-- Start Information shown --
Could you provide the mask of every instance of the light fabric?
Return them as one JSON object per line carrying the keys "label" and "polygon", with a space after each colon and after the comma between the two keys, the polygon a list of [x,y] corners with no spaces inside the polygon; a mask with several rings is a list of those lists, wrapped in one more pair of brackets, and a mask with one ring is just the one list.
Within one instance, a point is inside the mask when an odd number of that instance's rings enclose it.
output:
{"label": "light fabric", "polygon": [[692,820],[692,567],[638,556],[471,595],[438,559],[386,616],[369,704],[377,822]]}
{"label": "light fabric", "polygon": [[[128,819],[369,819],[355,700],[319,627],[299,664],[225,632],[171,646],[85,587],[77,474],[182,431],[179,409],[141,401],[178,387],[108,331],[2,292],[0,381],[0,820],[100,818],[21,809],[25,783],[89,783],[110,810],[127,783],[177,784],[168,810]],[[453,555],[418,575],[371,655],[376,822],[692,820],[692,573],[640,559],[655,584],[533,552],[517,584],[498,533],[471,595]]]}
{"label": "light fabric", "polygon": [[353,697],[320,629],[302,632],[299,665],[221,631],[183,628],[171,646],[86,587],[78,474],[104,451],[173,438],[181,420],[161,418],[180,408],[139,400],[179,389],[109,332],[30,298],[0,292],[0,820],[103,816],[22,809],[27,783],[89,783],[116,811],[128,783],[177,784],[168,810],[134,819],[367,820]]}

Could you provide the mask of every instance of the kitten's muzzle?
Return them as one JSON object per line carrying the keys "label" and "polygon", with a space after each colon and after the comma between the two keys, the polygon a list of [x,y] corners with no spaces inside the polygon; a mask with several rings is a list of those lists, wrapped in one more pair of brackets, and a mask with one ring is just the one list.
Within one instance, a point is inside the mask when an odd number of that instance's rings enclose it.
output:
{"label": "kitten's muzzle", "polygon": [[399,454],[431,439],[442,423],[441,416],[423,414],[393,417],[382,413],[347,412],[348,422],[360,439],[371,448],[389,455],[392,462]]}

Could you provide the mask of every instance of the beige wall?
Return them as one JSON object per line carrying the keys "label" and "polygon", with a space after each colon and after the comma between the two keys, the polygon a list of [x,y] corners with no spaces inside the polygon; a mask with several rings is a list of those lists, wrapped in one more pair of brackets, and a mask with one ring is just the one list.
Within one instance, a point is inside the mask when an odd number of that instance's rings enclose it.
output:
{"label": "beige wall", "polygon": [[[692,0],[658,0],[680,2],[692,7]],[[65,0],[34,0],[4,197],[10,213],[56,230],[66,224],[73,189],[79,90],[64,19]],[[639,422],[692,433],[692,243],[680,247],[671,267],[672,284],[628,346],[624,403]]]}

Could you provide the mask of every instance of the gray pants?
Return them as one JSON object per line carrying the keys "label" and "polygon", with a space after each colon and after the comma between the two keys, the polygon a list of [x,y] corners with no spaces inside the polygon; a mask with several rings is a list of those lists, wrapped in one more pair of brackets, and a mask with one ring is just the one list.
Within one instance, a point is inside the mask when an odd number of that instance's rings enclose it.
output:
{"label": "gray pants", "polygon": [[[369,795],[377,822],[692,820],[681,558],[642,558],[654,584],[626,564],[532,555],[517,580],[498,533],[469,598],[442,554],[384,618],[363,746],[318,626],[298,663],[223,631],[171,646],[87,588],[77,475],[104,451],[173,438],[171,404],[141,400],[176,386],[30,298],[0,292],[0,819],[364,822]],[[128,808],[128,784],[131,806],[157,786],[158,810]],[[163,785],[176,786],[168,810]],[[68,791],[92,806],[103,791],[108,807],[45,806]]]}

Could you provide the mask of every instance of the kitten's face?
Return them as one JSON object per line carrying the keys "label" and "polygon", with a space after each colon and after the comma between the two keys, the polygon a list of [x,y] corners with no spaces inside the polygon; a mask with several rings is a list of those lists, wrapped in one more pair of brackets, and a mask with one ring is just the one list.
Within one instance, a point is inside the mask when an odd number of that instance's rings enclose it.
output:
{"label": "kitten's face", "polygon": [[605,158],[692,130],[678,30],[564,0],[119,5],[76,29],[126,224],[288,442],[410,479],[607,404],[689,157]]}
-- End Information shown --
_Stated problem_
Each line of the material must be restated exactly.

_Exercise result_
Could you provide the mask of every instance of the light fabric?
Return them as one JSON object per line carrying the keys "label" and "polygon", with a space after each colon and after the comma between the two keys, the polygon a list of [x,y] corners with no spaces inside the polygon; a mask with several rings is a list of those lists, wrapped in one more pair of brackets, and a mask with one ring is just the one list.
Within one instance, a point is inside the mask when an odd number of that instance's rings enclose it.
output:
{"label": "light fabric", "polygon": [[692,820],[692,567],[638,556],[471,595],[438,559],[386,616],[369,704],[377,822]]}
{"label": "light fabric", "polygon": [[[128,819],[369,819],[355,700],[319,627],[299,664],[225,632],[171,646],[85,587],[77,474],[182,431],[179,409],[141,401],[178,387],[108,331],[2,292],[0,381],[0,820],[100,818],[21,809],[25,783],[89,783],[110,810],[127,783],[177,784],[168,810]],[[453,555],[418,575],[371,655],[376,822],[692,820],[692,573],[640,559],[655,584],[533,552],[517,584],[498,533],[471,595]]]}
{"label": "light fabric", "polygon": [[353,697],[320,629],[302,632],[299,665],[221,631],[183,628],[171,646],[86,587],[78,474],[104,451],[173,438],[181,420],[161,418],[180,408],[139,400],[179,389],[109,332],[30,298],[0,292],[0,820],[103,816],[22,809],[27,783],[89,783],[116,811],[128,783],[177,784],[168,810],[134,819],[367,820]]}

Could you provide the mask of every instance of the kitten's muzzle?
Return them as one JSON object per line carrying the keys "label" and "polygon", with a space after each colon and after the comma between the two keys, the polygon a list of [x,y] corners with no spaces inside the polygon; a mask with several rings is a list of those lists, wrapped in one more pair of brackets, and a mask with one ring is just the one list.
Within one instance, a point is inside the mask when an odd number of that instance's rings enclose it.
output:
{"label": "kitten's muzzle", "polygon": [[399,454],[431,439],[442,423],[441,416],[423,414],[393,417],[382,413],[347,412],[348,422],[360,439],[371,448],[389,455],[392,462]]}

Could you provide the mask of every instance of the beige wall?
Return them as one JSON object per line carrying the keys "label" and "polygon", with a space after each colon and after the comma between the two keys, the polygon a list of [x,y] corners with no spaces inside the polygon; a mask with several rings is a list of those lists, wrapped in one more pair of brackets, and a mask with one ring is just the one list.
Within one instance, a point is inside the mask when an odd number of that instance's rings enclose it.
output:
{"label": "beige wall", "polygon": [[[692,0],[658,0],[680,2],[692,7]],[[65,0],[34,0],[4,197],[10,213],[56,230],[66,224],[73,189],[79,90],[64,19]],[[639,422],[692,433],[692,243],[680,247],[671,267],[672,284],[628,346],[624,403]]]}

Could you provide the mask of every instance of the gray pants?
Return them as one JSON object per line carrying the keys "label" and "polygon", with a space after each colon and after the comma between the two keys, the polygon a list of [x,y] corners with no spaces inside the polygon; a mask with several rings is a list of those lists, wrapped in one more pair of brackets, and a mask with one ring is just the one list.
Within one instance, a point is inside the mask when an odd number of that instance's rings enclose it.
output:
{"label": "gray pants", "polygon": [[[369,795],[377,822],[692,820],[681,558],[642,558],[654,584],[626,564],[532,555],[517,580],[498,533],[469,598],[442,554],[384,618],[363,746],[318,626],[298,663],[223,631],[171,646],[87,588],[77,475],[104,451],[173,438],[171,404],[141,400],[176,386],[30,298],[0,292],[0,819],[364,822]],[[128,808],[128,784],[131,806],[157,786],[158,810]],[[163,785],[176,786],[168,810]],[[68,791],[92,806],[103,791],[108,807],[45,806]]]}

Could you provide the mask of every instance of the kitten's face?
Return them as one JSON object per line carrying the keys "label" and "polygon", with a space after each colon and after the comma between the two keys, the polygon a list of [x,y] corners with no spaces inside the polygon; a mask with several rings is a list of those lists, wrapped in one more pair of brackets, and a mask with one ring is just the one list.
Within one instance, a point is inside the mask when an odd number of that instance's rings enclose it.
output:
{"label": "kitten's face", "polygon": [[605,158],[692,130],[678,30],[564,0],[119,5],[76,29],[126,224],[288,442],[410,479],[607,404],[689,157]]}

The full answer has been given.